— Start —

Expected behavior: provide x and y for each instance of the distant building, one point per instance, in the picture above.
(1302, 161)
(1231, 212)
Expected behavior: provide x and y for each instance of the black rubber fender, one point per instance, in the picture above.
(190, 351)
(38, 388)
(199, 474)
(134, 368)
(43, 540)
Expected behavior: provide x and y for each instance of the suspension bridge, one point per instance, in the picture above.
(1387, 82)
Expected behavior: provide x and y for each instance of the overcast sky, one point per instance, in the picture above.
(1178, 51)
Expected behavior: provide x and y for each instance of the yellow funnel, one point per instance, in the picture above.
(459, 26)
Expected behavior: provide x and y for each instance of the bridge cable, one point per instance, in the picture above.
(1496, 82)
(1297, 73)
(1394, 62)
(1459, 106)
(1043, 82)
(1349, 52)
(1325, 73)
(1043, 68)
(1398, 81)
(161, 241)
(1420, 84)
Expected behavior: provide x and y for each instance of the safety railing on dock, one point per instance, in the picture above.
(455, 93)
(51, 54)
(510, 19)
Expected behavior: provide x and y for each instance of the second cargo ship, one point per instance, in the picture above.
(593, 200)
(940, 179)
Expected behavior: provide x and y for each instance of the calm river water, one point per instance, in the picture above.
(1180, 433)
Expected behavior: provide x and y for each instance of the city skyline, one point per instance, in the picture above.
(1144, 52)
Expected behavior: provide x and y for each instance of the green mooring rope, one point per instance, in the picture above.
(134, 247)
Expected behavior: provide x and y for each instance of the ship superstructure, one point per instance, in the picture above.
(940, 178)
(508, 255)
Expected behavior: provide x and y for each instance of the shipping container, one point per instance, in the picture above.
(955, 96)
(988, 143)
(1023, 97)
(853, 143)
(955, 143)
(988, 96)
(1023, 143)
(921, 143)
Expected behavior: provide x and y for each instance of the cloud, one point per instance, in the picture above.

— End —

* **Direction**: Reproduce all data above, unchanged.

* **Output of the task**:
Expected behavior: provide x and y for each instance of the distant building, one point per instance, in the picture above.
(1302, 161)
(1231, 212)
Expected behavior: provide x and y for each instance of the black rubber fender, one point per instance, in the picture above.
(190, 351)
(38, 388)
(199, 474)
(134, 368)
(43, 540)
Expected behavior: provide x and y for each instance of the suspension bridge, one point per instance, in the picture above.
(1387, 82)
Expected behavior: provide x and y for each instance of the overcast sky, one point per instance, in the picture above.
(1178, 51)
Expected behavior: provide x and y for each instance of the yellow funnel, one point per instance, in the picture above.
(459, 26)
Expected behavior: provide x and y for each instance of the bridge cable, one point per instance, in the picture above.
(1496, 82)
(1297, 73)
(1394, 62)
(1459, 106)
(1043, 82)
(1349, 52)
(1325, 73)
(1043, 68)
(1398, 81)
(161, 241)
(1420, 84)
Expected behavior: provide x and y for each instance of the safety railing on dock, one point per instance, in the picture above.
(455, 93)
(51, 54)
(510, 19)
Expected behavior: provide x and y for each instance of the second cargo ship, one point per instance, in the picture above.
(593, 200)
(940, 179)
Expected behavior: provide x and y for each instance of the calm river water, one point per instance, in the picture above.
(1180, 433)
Expected behavior: provide x and y for each instance of the city skyline, one point per instance, in the picture above.
(1144, 52)
Expected behavior: provide x and y for each instance of the green mooring rope, one point per instance, in the picture above.
(134, 247)
Expected behavior: provide x and y for each instance of the ship superstructure, one point per instance, in the picture above.
(940, 178)
(508, 255)
Expected behavior: provide x and y for each instance of the shipping container, one point per instance, in the picture above.
(955, 96)
(988, 143)
(1023, 97)
(853, 143)
(955, 143)
(988, 96)
(1023, 143)
(921, 143)
Expected behavior: provide x and y for each instance of the cloud, one point per instance, in the picture above.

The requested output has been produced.